▸ ISTRUZIONI DELL'ESERCIZIO: Riscriva il tratto che va dalla riga contenente "Pick out the building" fino alla fine delle voci, sostituendo "building wall" con "brick wall" e lasciando tutto il resto invariato.

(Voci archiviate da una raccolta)
"""

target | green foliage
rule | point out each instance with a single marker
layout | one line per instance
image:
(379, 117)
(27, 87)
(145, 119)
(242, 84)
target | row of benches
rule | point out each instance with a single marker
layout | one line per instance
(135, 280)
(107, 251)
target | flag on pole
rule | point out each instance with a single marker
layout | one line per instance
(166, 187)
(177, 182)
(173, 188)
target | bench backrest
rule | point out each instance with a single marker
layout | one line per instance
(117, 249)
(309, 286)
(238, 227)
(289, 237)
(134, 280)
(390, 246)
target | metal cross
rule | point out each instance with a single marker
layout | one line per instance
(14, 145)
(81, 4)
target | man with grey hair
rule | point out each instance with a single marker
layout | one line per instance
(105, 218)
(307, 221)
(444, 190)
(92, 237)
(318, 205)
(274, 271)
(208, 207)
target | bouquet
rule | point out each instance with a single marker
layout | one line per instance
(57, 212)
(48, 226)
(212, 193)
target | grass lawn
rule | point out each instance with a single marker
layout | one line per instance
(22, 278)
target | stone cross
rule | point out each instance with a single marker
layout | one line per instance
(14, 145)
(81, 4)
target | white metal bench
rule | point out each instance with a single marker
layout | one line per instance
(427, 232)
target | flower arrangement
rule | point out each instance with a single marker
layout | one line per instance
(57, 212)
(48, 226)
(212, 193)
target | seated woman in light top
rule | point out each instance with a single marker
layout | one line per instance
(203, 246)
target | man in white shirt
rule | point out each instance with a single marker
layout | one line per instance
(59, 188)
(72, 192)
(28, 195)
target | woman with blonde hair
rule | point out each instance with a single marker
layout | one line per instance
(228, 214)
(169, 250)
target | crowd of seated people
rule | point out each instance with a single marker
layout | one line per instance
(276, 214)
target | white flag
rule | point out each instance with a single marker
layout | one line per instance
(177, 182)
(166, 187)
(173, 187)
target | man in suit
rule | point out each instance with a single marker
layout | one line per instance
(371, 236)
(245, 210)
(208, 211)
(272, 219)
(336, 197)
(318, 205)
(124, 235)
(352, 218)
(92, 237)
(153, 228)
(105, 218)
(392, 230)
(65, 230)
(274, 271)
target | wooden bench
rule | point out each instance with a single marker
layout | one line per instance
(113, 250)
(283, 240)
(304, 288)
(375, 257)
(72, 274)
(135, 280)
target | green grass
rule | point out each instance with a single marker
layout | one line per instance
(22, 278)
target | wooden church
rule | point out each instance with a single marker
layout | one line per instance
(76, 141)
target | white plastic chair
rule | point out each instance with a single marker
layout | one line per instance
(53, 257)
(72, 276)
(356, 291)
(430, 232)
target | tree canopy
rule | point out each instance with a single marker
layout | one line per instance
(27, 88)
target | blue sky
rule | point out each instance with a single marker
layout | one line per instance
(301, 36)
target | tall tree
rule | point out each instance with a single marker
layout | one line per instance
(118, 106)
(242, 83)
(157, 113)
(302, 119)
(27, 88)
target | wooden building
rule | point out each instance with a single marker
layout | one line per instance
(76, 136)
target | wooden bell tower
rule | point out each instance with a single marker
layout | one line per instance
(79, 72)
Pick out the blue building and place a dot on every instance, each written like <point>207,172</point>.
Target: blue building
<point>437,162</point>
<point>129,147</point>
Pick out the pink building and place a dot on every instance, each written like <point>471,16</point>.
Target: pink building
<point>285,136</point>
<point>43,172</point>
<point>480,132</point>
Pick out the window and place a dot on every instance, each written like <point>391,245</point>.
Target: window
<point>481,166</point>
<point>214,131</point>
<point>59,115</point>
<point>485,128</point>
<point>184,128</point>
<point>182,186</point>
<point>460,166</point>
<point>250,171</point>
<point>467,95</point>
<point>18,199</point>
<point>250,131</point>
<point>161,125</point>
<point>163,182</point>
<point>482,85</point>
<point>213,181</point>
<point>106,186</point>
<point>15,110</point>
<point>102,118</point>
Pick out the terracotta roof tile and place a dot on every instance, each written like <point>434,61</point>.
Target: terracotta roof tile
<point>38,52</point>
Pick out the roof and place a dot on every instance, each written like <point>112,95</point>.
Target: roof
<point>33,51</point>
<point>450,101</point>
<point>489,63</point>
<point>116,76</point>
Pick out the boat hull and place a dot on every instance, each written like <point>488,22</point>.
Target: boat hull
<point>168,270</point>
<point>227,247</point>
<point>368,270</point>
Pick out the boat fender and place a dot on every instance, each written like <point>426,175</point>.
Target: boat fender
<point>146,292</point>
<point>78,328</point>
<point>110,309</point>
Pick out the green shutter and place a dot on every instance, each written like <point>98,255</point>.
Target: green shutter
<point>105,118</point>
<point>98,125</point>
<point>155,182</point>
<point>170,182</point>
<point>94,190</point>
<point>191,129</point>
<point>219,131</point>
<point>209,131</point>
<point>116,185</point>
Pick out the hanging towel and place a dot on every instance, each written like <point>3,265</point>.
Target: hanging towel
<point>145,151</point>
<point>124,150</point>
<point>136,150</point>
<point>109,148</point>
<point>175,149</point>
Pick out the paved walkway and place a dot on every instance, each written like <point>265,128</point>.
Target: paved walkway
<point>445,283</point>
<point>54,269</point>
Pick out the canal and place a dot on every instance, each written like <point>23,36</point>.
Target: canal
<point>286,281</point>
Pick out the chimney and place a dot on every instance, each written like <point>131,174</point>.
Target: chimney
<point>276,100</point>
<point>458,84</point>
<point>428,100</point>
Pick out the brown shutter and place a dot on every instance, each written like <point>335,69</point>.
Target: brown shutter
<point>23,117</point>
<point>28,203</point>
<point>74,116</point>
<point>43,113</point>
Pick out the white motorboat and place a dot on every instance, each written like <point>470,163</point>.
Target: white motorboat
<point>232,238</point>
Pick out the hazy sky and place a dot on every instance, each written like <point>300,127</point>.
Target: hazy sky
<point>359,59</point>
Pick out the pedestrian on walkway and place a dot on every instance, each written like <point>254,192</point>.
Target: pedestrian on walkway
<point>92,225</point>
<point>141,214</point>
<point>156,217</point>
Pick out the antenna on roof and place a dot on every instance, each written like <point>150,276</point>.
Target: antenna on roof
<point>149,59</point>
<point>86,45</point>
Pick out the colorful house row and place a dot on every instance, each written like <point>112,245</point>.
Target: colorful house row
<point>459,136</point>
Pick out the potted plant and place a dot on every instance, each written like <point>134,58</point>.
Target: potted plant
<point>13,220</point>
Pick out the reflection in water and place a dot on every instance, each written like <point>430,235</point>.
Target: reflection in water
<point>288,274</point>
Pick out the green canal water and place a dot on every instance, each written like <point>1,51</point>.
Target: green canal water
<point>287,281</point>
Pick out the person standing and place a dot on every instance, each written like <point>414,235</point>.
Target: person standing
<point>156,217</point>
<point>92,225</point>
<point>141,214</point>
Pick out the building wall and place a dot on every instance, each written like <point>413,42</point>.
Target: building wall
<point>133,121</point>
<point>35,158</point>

"""

▸ SOLUZIONE DELL'ESERCIZIO:
Pick out the brick wall and place a dot on every instance, each written like <point>413,42</point>.
Target: brick wall
<point>133,121</point>
<point>35,158</point>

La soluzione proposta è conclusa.